*Consigne*. Reprenez l'entretien sur les « révolutions de couleur » en Afrique à la suite de sa dernière phrase, puis poursuivez-en la rédaction.

*Passage cité*.
★ ★ ★
Lynx Togo et EODE
Press Office
Une « révolution de couleur » à
l'africaine est déjà en cours au Gabon
contre le régime Bongo
Luc Michel
Mardi 30 décembre 2014
Lynx Togo et EODE Press Office/2014 12
27/
www.eode.org
https://vimeo.com/eodetv/
Article complet publié sur LYNX TOGO ce
samedi 27 décembre 2014 :
LUC MICHEL : UNE « REVOLUTION DE COULEUR
» A L’AFRICAINE EST DEJA EN COURS AU
GABON CONTRE LE REGIME BONGO
http://www.lynxtogo.info/index.php/interviews/5554-luc-michel-une-revolution-de-couleur-a-l-africaine-est-deja-en-cours-au-gabon-contre-le-regime-bongo
Et plus l’on creuse la révolution du
Burkina Faso, plus l’on retrouve
notamment les réseaux Soros, à commencer
par l’International Crisis Group (ICG)
On observe ces temps-ci des tentatives
de changement de régimes sur le
continent africain. A première vue,
beaucoup le voient d’un œil positif. Des
changements tant attendus dans des pays
sous contrôle de régimes aux mains de
marionnettes corrompues, eux-mêmes sous
contrôle des intérêts néocolonialistes.
Le système néocolonial de la
Françafrique représente un exemple
flagrant lorsque l’ancienne métropole
coloniale tue et enlève les leaders
africains osant défier ses intérêts. Les
combattants panafricanistes mènent donc
une lutte acharnée pour mettre fin à
toute cette injustice qui dure depuis
bien trop longtemps.
Néanmoins, les tentatives de changements
que l’on observe aujourd’hui sont-ils
véritablement positifs ? Que se
cache-t-il derrière ? Et n’y a-t-il pas
un risque majeur que ces révolutions
contre le néocolonialisme soient tout
simplement volées au profit d’un autre
néocolonialisme, encore plus actif et
agressif ?
Nous allons tenter d’en voir plus clair
avec Luc Michel, grand spécialiste de la
géopolitique qui suit activement les
différents processus en cours
aujourd’hui en Afrique et dans le monde.
Mikhail Gamandiy-Egorov, La Voix
de la Russie : Luc Michel, bonjour et
bienvenue de nouveau à La Voix de la
Russie. Vous avez affirmé récemment que
plusieurs pays africains, dont le Gabon,
vont vivre ce qu’on appelle des «
révolutions de couleur ». Racontez-nous.
Luc Michel : Depuis le « sommet USA-African
leaders » de Washington les 3-4-5 août
dernier, tout a été mis en place par les
Etasuniens pour une vague de changements
de régimes en Afrique qu’ils entendent
organiser. En particulier, la NED
(National Endowment for Democracy), a
pris en main des centaines et des
centaines d’activistes, journalistes,
syndicalistes africains, venus d’Afrique
et de l’UE, lors d’un « sommet parallèle
» à Washington les 5 et 6 août dernier.
★ ★ ★
*Extrait des données*.
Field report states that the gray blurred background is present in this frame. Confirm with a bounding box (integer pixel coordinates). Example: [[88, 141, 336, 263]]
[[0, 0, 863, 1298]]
★ ★ ★
*Résultat final*.
Une « révolution de couleur » à
l’africaine est déjà en cours au Gabon
contre le régime Bongo. Et plus l’on
creuse la révolution du Burkina Faso,
plus l’on retrouve notamment les réseaux
Soros, à commencer par l’International
Crisis Group (ICG). Au Cameroun, on
prépare la déstabilisation du régime
Biya, à nouveau avec les réseaux Soros,
dont ici aussi l’ICG. Et des structures
de propagande anti-Kabila sont déjà
mises en place depuis le mois d’août,
notamment à Bruxelles et Paris, avec des
journalistes “retournés” par la NED.
Scénarios, réseaux, financiers : ce sont
partout les même méthodes qui ont déjà
organisé les « révolutions de couleur »
en Europe de l’Est et au Venezuela, puis
le soit-disant « printemps arabe ».
Voilà comment Washington – Maison
blanche, NED, YALI (Young African
Leaders Initiative), etc… – prépare une
vague de changements de régimes en
Afrique (décidée lors du Sommet USA-African
leaders début août 2014) et organise une
5e colonne d’agents américains
(journalistes, activistes,
universitaires, syndicalistes…) en
Afrique et dans la diaspora africaine !
Depuis le mois d’août, vous
alertez l’Afrique, notamment dans vos
interventions comme éditorialiste et vos
émissions de géopolitique sur la chaîne
de télévision internationale francophone
AFRIQUE MEDIA, sur cette déstabilisation
générale venue des USA. Qu’est-ce qui
vous permet d’affirmer tout cela ?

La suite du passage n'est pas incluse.